How to complete this task »
Please reproduce the listing word for word. Pictures stay out.

※

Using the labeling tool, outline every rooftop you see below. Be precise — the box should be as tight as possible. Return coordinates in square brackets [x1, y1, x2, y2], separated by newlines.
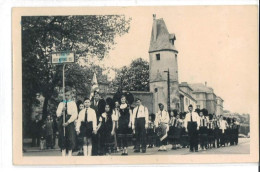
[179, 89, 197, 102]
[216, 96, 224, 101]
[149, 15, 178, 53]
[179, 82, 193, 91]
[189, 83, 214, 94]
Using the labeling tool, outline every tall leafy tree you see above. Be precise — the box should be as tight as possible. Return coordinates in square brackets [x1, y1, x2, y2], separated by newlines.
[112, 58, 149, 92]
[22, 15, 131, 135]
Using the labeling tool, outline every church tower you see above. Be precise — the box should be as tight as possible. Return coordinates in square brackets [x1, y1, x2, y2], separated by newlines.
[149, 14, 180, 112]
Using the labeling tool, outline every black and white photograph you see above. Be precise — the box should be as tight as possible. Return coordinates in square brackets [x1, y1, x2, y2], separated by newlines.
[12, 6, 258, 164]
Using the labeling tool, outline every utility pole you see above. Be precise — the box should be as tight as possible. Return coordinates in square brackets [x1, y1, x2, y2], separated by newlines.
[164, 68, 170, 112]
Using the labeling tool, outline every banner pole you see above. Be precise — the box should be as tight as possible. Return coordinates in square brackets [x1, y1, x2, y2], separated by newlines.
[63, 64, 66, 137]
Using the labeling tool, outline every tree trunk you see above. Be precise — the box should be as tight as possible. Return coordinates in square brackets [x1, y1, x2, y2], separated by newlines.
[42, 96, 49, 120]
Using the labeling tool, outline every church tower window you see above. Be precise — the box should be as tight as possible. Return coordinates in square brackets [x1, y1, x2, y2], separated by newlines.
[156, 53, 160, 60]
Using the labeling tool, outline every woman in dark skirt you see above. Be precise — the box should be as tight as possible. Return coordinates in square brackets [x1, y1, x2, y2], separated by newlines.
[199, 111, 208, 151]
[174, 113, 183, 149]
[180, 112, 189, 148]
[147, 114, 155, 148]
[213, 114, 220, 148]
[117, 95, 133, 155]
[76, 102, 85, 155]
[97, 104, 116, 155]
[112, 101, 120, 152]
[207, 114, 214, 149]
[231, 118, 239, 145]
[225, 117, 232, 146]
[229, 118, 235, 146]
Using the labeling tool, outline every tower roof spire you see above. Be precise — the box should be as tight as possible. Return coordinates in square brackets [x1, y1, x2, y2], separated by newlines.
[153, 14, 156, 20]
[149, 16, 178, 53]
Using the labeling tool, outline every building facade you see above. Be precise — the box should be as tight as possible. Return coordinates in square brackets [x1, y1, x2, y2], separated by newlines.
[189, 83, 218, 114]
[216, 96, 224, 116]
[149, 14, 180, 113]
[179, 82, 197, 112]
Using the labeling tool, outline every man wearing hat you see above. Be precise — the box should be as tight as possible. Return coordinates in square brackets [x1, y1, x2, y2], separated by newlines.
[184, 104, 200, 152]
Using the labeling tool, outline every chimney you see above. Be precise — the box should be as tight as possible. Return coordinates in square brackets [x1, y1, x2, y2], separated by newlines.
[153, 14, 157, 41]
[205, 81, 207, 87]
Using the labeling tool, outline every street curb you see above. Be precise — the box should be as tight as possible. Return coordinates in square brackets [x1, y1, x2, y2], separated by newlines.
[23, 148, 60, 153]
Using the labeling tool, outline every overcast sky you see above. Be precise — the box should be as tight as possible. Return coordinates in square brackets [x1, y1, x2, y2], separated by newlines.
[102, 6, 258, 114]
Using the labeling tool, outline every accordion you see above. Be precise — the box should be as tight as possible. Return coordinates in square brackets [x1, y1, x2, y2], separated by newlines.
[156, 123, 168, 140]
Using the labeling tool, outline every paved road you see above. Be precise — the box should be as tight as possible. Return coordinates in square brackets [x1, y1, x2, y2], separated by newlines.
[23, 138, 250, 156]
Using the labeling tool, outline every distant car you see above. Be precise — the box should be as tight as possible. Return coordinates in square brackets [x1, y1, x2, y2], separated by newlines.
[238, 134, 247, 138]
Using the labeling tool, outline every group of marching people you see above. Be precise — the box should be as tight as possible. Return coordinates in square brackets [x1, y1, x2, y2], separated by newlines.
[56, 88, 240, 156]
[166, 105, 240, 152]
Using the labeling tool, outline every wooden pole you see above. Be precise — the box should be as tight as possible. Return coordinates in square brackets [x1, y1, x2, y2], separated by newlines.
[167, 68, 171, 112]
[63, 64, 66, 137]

※

Expected output »
Using the labeling tool, outline every rooftop you see below. Be precise — the box should be as tight as possible. Return coordinates in square brackets [x1, y1, x2, y2], separated by newlines.
[179, 89, 197, 102]
[216, 96, 224, 101]
[149, 15, 178, 53]
[179, 82, 193, 91]
[189, 83, 214, 94]
Using the labeling tool, outline every tall leafy tree you see above. Be precise — the box should be as tight as possible. Return coordinates in square brackets [x1, y1, x2, y2], separated by newlines.
[112, 58, 149, 92]
[22, 15, 131, 135]
Using the labeling tool, outline every church tower you see above. Be precise — the box should be as tight as possible. Return coordinates in square brackets [x1, y1, x2, y2], separated by newlines.
[149, 14, 180, 112]
Using the labeling tool, outline every black and white photograph you see above. Be precise — the box should be as tight as possible. Return coordinates in square brackets [x1, y1, x2, y2], separated by newlines.
[12, 6, 258, 164]
Using the labeling tool, outline every utility pole you see above. Be precise — the box should be as tight as possible. Return coordinates in square brackets [x1, y1, x2, y2], separated by newlines.
[164, 68, 170, 112]
Using the labeling tool, outline every banner pole you see above. Be precise — the box should be as tight as possible. Return coordinates in square brackets [x1, y1, x2, y2], separated by newlines.
[63, 64, 66, 137]
Using the labeling tool, outline every tree trunk you see above. Be precise — the box should be as tight as possible. Return coordinates in square brackets [x1, y1, x2, y2], separated by newlines.
[42, 96, 49, 120]
Using the labeling tool, outline every church tower window you see above. Be precise — the box should be as tight as possible. Return coordinates in square brackets [x1, y1, x2, y2], separated by newlines.
[156, 53, 160, 60]
Using the labeling tool, outline every woman in dark skirt you see above. Be precise — the box should be as tight as possible. Return coordinates in square brackets [x1, y1, x2, y2], separated by newlines.
[199, 111, 208, 151]
[174, 113, 183, 149]
[180, 112, 189, 148]
[147, 114, 155, 148]
[213, 114, 220, 148]
[117, 95, 133, 155]
[76, 102, 85, 155]
[97, 104, 116, 155]
[112, 101, 120, 152]
[207, 114, 214, 149]
[231, 118, 239, 145]
[225, 117, 232, 146]
[229, 118, 235, 146]
Using the labeling tool, outline every tower roof spire you see above. Be precise — the box should be as tight as possible. Return coordinates in square brackets [x1, y1, x2, y2], separated by newlines.
[153, 14, 156, 20]
[149, 16, 178, 53]
Using the labeling tool, outline every building facade you see above. Be precise — the box should be as tight as possible. Return coordinates in square brackets [x1, y1, x2, y2], separated by newlines.
[189, 83, 218, 114]
[216, 96, 224, 116]
[149, 14, 180, 113]
[179, 82, 197, 112]
Using the labeling tool, outline every man wearing hat you see above. Be precise — the box should be as tight as possible. Return coordinates in square brackets [x1, y1, x2, y2], separated by newlines.
[184, 104, 200, 152]
Using the labeling tool, outline every chimney you see above. Be precise — the box should be as tight as possible. Return coordinates in square brackets [x1, y1, x2, y2], separated by newlines.
[153, 14, 157, 41]
[205, 81, 207, 87]
Using the labeling tool, outline every street curb you see above. Be precise — the box should be as tight as possible. Return coordinates in square brackets [x1, y1, x2, y2], separated by newlines.
[23, 148, 60, 153]
Using the labeling tool, outline every overcast sky you see above. Be precise — the box should be as tight as possible. Return coordinates in square brackets [x1, y1, x2, y2], separated by newlines.
[102, 6, 258, 114]
Using the labeling tool, outline every accordion you see above. Be precise — the box should be as tight as possible. Return coordinates in square brackets [x1, y1, x2, y2], separated by newlines.
[156, 123, 168, 140]
Using the labeling tool, outline every paved road you see above. Be precise — the box should be as tight as possible. Return coordinates in square brackets [x1, y1, x2, y2], separated by newlines.
[23, 138, 250, 156]
Using the labeling tool, outline every distant car you see above. Be precise — the box should be as tight as possible. Return coordinates in square brackets [x1, y1, x2, y2], separated by newlines.
[238, 134, 247, 138]
Using the labeling tool, outline every group of marching people you see above. Be precise — the box should be as tight as possible. Return coordinates in square brackets [x1, y1, x2, y2], separated by newlines.
[56, 88, 240, 156]
[166, 105, 240, 152]
Using the labeling tool, outline every wooden pole you see above. Be precise — the box should be as tight as possible. Return coordinates in square brackets [x1, y1, x2, y2], separated by newlines.
[167, 68, 171, 112]
[63, 64, 66, 137]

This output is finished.